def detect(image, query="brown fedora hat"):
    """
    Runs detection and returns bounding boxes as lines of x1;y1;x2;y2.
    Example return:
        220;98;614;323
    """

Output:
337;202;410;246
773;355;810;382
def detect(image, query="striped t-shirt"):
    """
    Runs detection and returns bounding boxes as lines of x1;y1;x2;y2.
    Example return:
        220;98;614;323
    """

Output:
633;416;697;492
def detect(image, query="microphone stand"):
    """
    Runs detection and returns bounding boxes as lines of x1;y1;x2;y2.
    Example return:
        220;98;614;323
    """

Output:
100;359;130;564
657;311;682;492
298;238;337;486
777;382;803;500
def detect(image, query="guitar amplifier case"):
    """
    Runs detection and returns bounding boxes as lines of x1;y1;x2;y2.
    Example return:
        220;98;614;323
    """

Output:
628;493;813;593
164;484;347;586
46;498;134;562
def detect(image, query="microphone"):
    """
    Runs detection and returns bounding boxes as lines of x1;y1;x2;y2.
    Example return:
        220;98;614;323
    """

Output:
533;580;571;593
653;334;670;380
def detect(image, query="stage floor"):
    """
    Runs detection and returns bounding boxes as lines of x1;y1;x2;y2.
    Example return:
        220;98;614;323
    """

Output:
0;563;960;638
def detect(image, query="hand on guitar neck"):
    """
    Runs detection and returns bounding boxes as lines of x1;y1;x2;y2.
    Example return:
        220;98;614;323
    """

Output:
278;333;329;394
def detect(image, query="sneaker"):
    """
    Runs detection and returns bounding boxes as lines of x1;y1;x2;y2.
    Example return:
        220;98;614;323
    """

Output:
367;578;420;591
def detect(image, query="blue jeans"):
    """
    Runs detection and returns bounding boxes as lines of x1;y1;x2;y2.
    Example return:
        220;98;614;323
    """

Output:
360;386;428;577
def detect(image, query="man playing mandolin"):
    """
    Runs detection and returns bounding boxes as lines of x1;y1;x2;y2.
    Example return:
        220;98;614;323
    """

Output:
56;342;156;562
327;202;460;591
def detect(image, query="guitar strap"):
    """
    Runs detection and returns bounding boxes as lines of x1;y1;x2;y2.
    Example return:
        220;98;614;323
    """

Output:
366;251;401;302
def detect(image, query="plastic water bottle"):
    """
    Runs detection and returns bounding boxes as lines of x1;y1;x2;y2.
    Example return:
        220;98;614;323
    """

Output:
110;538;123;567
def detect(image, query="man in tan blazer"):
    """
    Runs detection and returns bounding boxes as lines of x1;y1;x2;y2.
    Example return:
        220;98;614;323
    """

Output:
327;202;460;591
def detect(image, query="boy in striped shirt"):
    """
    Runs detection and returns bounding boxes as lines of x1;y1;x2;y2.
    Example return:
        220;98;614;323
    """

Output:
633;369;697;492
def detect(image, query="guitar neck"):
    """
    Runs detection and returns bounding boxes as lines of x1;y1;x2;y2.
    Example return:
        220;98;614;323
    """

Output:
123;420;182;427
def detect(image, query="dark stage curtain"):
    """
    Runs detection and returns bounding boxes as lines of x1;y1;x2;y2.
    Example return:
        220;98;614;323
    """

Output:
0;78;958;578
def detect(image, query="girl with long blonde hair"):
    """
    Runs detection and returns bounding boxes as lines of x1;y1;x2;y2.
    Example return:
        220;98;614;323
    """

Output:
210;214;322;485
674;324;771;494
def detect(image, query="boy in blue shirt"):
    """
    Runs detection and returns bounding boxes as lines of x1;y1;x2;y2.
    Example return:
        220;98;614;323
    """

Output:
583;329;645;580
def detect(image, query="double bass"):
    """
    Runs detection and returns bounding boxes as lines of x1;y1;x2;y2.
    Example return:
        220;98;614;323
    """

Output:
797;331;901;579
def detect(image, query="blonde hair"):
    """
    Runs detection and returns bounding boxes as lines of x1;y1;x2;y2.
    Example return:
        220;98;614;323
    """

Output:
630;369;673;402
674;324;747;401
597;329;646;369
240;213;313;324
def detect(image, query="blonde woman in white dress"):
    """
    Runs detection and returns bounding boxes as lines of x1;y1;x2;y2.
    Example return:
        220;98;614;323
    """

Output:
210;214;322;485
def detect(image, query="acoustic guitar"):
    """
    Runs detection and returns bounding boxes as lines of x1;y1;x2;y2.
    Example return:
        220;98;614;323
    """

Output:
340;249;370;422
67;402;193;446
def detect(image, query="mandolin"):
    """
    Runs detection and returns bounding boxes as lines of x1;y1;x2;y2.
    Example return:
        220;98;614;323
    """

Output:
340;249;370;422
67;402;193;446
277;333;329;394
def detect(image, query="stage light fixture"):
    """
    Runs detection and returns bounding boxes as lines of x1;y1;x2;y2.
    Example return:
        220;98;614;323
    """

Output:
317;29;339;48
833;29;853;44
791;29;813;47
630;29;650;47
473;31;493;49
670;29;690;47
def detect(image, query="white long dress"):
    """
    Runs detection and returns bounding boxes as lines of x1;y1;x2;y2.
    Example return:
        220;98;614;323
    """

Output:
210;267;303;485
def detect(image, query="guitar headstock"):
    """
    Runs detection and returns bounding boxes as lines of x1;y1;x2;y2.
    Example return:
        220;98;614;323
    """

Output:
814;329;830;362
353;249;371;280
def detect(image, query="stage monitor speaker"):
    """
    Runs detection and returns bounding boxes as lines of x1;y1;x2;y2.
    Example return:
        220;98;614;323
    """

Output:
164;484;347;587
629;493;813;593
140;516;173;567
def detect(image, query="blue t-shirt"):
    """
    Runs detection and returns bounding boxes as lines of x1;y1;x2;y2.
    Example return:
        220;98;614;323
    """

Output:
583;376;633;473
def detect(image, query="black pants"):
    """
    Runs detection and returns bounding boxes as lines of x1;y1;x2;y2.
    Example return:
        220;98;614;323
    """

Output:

- GIVEN EXERCISE
Rewrite every listing with "bounding boxes" replaced by "box coordinates" and every other line unchanged.

- EXERCISE OUTPUT
def detect(image, query="brown fedora hat"):
    """
    Runs detection and returns box coordinates as lines of x1;y1;x2;y2.
    Example return:
        220;98;614;323
    """

Output:
337;202;410;246
773;355;810;382
def detect(image, query="striped t-shirt"):
    """
    Runs detection and returns box coordinates as lines of x1;y1;x2;y2.
    Example return:
        220;98;614;323
    """

Output:
633;416;697;492
def detect(image, query="microphone stand"):
    """
    Runs detection and returns box coordinates as lines of x1;y1;x2;y2.
    Example return:
        220;98;614;323
    """

Output:
100;359;130;564
657;311;682;492
298;238;337;486
777;382;803;500
def detect(image, query="guitar amplifier case"):
    """
    Runs detection and returns box coordinates as lines of x1;y1;x2;y2.
    Example return:
        220;98;614;323
    """

Output:
628;493;813;593
164;484;347;586
46;498;134;562
def detect(image, query="microphone"):
    """
    Runs detection and returns box coordinates as lines of x1;y1;x2;y2.
    Example return:
        220;98;614;323
    """

Output:
533;580;571;593
653;334;670;380
def detect(image, query="stage floor"):
    """
    Runs detection and returns box coordinates as lines of x1;y1;x2;y2.
    Example return:
        220;98;614;323
    """

Output:
0;563;960;638
def detect(image, query="hand on guitar neck"):
    """
    Runs detection and returns box coordinates as lines of x1;y1;x2;y2.
    Example return:
        220;98;614;323
    """

Output:
278;333;329;394
def detect(image, query="sneaker"):
    """
    Runs detection and returns box coordinates as lines of x1;y1;x2;y2.
    Example return:
        220;98;614;323
    """

Output:
367;578;420;591
def detect(image, query="blue jeans"):
    """
    Runs detection and returns box coordinates as lines of x1;y1;x2;y2.
    Example return:
        220;98;614;323
    """

Output:
360;386;428;577
def detect(image, query="man playing mandolin"):
    """
    Runs detection and returns box coordinates as lines of x1;y1;x2;y2.
    Example return:
        220;98;614;323
    """

Output:
56;342;156;562
327;202;460;591
def detect(image, query="guitar strap"):
    """
    Runs detection and returns box coordinates as lines of x1;y1;x2;y2.
    Example return:
        220;98;614;323
    """

Output:
366;251;401;302
def detect(image, query="plastic water bottle"):
    """
    Runs detection and returns box coordinates as lines of x1;y1;x2;y2.
    Example return:
        220;98;614;323
    """

Output:
110;538;123;567
def detect(image, query="man in tan blazer"):
    """
    Runs detection and returns box coordinates as lines of x1;y1;x2;y2.
    Example return:
        220;98;614;323
    """

Output:
327;202;460;591
def detect(image, query="boy in striped shirt"):
    """
    Runs detection and returns box coordinates as lines of x1;y1;x2;y2.
    Example return:
        220;98;614;323
    """

Output:
633;369;697;492
def detect(image, query="guitar neck"):
    """
    Runs detection and returns box coordinates as lines of x1;y1;x2;y2.
    Example return:
        220;98;614;323
    """

Output:
123;420;182;427
def detect(image, query="dark stage curtain"):
    """
    Runs detection and returns box coordinates as lines of x1;y1;x2;y2.
    Example return:
        220;98;614;323
    """

Output:
0;78;958;578
def detect(image, query="girl with long blonde hair"):
    """
    Runs detection and returns box coordinates as lines of x1;y1;x2;y2.
    Example return:
        220;98;614;323
    """

Output:
210;214;322;485
674;324;771;494
def detect(image, query="boy in blue shirt"):
    """
    Runs detection and returns box coordinates as lines of x1;y1;x2;y2.
    Example return:
        220;98;614;323
    """

Output:
583;329;645;580
def detect(image, query="double bass"):
    """
    Runs detection and returns box coordinates as lines of x1;y1;x2;y2.
    Example return:
        220;98;614;323
    """

Output:
797;331;901;579
def detect(image, query="blonde hair"):
    """
    Runs detection and returns box coordinates as lines of x1;y1;x2;y2.
    Example return:
        220;98;614;323
    """

Output:
630;369;673;402
674;324;747;401
597;329;646;369
240;213;313;324
def detect(image, query="blonde woman in white dress"):
    """
    Runs detection and returns box coordinates as lines of x1;y1;x2;y2.
    Example return:
        220;98;614;323
    """

Output:
210;214;322;485
def detect(image, query="acoustic guitar"):
    """
    Runs detection and returns box coordinates as lines of x1;y1;x2;y2.
    Example return:
        220;98;614;323
    """

Output:
340;249;370;422
67;402;193;446
def detect(image, query="mandolin"):
    """
    Runs detection and returns box coordinates as lines of x1;y1;x2;y2.
    Example return:
        220;98;614;323
    """

Output:
340;249;370;422
67;402;193;446
277;333;329;394
def detect(image, query="stage light fixture"):
    """
    Runs detection and returns box coordinates as lines of x1;y1;x2;y2.
    Example return:
        220;98;614;323
    """

Output:
317;29;339;48
833;29;853;44
791;29;813;47
630;29;650;47
473;31;493;49
670;29;690;47
def detect(image, query="white long dress"):
    """
    Runs detection and returns box coordinates as lines of x1;y1;x2;y2.
    Example return:
        220;98;614;323
    """

Output:
210;267;303;485
def detect(image, query="guitar headstock"):
    """
    Runs detection and returns box coordinates as lines of x1;y1;x2;y2.
    Example return:
        220;98;614;323
    """

Output:
814;329;830;362
353;249;371;280
def detect(image, query="stage monitor speaker"):
    """
    Runs detection and returns box coordinates as lines of x1;y1;x2;y2.
    Example return:
        220;98;614;323
    """

Output:
164;484;347;587
629;493;813;593
140;516;173;567
def detect(image, query="blue t-shirt"):
    """
    Runs detection and returns box coordinates as lines of x1;y1;x2;y2.
    Example return:
        220;98;614;323
    """

Output:
583;376;633;473
def detect(image, query="black pants"):
    """
    Runs detection and returns box coordinates as lines of x1;y1;x2;y2.
    Example return:
        220;98;614;323
    """

Output:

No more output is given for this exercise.